◆ SUPPLIED DATA:

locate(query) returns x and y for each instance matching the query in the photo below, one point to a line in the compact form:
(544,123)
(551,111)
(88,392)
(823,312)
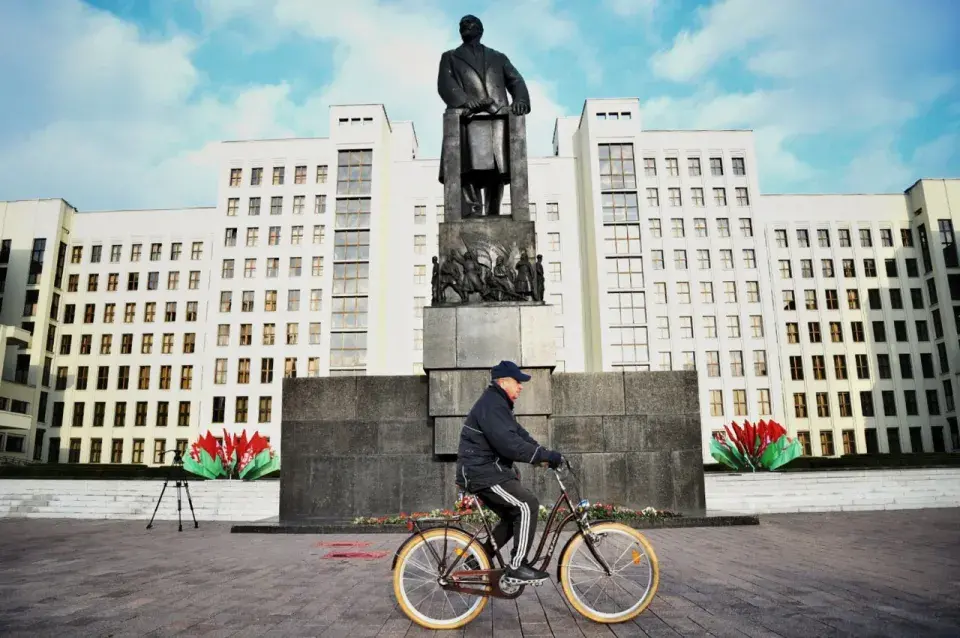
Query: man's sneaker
(525,574)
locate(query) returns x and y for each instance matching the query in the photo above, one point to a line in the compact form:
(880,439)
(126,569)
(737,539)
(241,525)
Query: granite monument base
(367,446)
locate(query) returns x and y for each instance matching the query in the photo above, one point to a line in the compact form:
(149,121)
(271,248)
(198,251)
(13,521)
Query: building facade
(130,333)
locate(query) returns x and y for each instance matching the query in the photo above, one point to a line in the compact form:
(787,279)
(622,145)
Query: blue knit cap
(508,369)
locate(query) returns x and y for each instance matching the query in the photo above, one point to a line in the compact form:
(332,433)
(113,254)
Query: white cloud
(108,116)
(823,69)
(630,8)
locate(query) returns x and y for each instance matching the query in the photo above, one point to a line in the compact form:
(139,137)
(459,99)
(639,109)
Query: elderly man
(491,441)
(477,79)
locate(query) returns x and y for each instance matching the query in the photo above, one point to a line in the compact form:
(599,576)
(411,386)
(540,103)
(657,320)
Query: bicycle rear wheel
(627,591)
(416,586)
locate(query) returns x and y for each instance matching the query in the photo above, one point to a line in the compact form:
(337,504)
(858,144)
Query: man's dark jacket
(491,440)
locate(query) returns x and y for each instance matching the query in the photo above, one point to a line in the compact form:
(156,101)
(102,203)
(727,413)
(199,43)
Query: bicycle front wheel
(627,590)
(416,580)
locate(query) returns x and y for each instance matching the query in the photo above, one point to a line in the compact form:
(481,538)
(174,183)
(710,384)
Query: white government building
(130,332)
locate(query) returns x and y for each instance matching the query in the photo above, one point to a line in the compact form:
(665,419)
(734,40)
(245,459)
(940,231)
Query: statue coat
(475,73)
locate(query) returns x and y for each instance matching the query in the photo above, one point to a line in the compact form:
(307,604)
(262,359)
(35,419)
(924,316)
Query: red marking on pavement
(342,544)
(358,555)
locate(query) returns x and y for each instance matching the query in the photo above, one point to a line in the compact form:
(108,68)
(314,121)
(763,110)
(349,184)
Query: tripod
(177,463)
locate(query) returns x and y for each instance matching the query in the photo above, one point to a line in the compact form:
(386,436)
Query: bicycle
(475,585)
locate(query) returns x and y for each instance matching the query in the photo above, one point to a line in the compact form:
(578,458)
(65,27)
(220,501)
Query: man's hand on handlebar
(554,460)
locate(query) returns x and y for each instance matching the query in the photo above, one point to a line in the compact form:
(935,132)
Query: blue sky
(121,103)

◆ TO DO: Give back each of the records above word for word, apart from the pictures.

◆ THE COMPLETED TASK:
locate(query) returns x and y for each instance matching the query in the photo below, one point to a line in the compact form:
(544,123)
(551,111)
(88,392)
(823,312)
Query: man's sneaker
(525,574)
locate(query) returns x and y for each instance matching the query in the photo above, one point to a line in the compact form:
(880,439)
(126,569)
(737,539)
(241,525)
Query: granite monument base
(367,446)
locate(query) returns x and y for each instance matching the query in the photo above, one point to a line in the compact form:
(149,121)
(271,248)
(198,251)
(13,521)
Query: building facade
(130,333)
locate(query) returns x and y for each instance matching the query in the photo above, one point to a line in the compact form:
(787,279)
(622,145)
Query: blue knit cap
(508,369)
locate(query) returns x and y for each instance matching the query in the photo above, one point to a line in the compact form:
(332,433)
(113,254)
Query: white cloud
(108,116)
(823,69)
(630,8)
locate(query) returns x and y for each instance matching the query in the photo above, one point to a line in the compact form:
(139,137)
(459,99)
(639,109)
Query: elderly man
(491,441)
(477,79)
locate(query) returns x and y for each instance matching the query in the photo above, one point to a line in the compact form:
(599,576)
(411,386)
(540,103)
(657,320)
Query: bicycle rear wheel
(627,591)
(416,586)
locate(query) returns x and y for each instance matching the query in the photo above, one point to a line in the compact form:
(337,504)
(858,144)
Query: man's dark jacket
(491,440)
locate(query) returns x and y for each instance matching the query in the photo above, one point to a line in the compact form:
(156,101)
(102,203)
(727,413)
(199,43)
Query: bicycle front wheel
(627,590)
(416,580)
locate(query) returns x and y for each instance matching the query in the photo above, one point to a line in the compact form:
(481,538)
(174,183)
(710,384)
Query: white government building
(130,332)
locate(query) returns x and y for each instance matching the query in the photo above, one point to a line in the compact form:
(665,419)
(734,40)
(245,459)
(940,231)
Query: statue coat
(475,73)
locate(query) returns x and y for each instance matching the query in the photo above, one point to a line in the compact form:
(307,604)
(262,359)
(35,419)
(924,316)
Query: red marking on pavement
(342,544)
(358,555)
locate(query) returns x and y for each instance matching the query in the photo above, one point to a line in the compact form:
(108,68)
(314,121)
(763,110)
(349,184)
Query: tripod
(177,463)
locate(query) returns x and y for each instance matching the query in the photo above, one point to a line in the compact form:
(386,436)
Query: bicycle
(475,585)
locate(query) returns x and y for each instance matching the query in the photo above, one point to a line in the compact form:
(578,458)
(65,27)
(220,501)
Query: man's hand on handlebar
(554,460)
locate(query) returns x and y for each instance matching the query in the photo above, one point to a line in the compact form:
(935,132)
Query: blue sky
(121,103)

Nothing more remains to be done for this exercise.